» **TO BE DONE**:
Please pull out every line of the records below that contains the string "patterned", matching its case exactly.

» **ENTRIES SUPPLIED**:
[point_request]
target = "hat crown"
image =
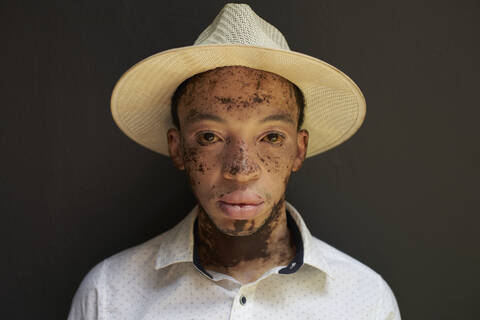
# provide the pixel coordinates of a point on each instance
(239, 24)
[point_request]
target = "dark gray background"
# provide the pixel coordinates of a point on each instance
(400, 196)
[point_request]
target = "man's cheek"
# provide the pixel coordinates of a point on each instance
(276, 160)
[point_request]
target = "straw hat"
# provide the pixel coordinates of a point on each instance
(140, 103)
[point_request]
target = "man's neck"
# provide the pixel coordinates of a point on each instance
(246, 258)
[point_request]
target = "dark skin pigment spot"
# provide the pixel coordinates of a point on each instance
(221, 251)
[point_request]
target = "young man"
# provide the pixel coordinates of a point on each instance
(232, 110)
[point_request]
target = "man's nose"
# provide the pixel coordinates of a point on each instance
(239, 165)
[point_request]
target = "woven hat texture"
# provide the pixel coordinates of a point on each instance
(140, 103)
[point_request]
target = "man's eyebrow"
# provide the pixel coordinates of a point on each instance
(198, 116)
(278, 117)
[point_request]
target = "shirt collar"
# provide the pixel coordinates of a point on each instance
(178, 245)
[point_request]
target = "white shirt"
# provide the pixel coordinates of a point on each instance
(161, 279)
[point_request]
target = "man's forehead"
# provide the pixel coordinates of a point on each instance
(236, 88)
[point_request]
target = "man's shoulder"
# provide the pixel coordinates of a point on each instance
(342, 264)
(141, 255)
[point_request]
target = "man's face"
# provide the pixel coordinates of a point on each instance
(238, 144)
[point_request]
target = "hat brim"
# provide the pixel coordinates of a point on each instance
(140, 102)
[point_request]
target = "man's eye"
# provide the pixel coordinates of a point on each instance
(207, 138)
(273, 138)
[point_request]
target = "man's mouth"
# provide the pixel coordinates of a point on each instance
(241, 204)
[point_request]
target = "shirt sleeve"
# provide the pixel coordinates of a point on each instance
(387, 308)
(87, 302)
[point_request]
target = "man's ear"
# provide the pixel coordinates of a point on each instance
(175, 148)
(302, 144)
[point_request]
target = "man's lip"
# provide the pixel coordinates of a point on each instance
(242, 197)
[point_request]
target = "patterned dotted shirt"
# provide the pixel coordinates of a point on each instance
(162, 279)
...
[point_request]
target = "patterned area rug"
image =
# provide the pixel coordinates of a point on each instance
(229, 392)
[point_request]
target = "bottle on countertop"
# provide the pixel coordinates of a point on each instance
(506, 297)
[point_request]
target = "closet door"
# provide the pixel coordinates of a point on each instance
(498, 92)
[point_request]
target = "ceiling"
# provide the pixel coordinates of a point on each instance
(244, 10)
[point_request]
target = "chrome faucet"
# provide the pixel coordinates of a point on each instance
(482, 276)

» **FINISHED ANSWER**:
target = "patterned dotted shirt"
target = "patterned area rug"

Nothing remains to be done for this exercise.